▸ **Work to be completed**:
Only an exact repetition of the entries counts as an answer.

▸ **Extracted data**:
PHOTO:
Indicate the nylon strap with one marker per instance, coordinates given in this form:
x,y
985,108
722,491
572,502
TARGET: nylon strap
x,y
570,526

▸ **Task solution**:
PHOTO:
Indicate the nylon strap with one marker per instance, coordinates given in this form:
x,y
985,108
722,491
572,502
TARGET: nylon strap
x,y
570,526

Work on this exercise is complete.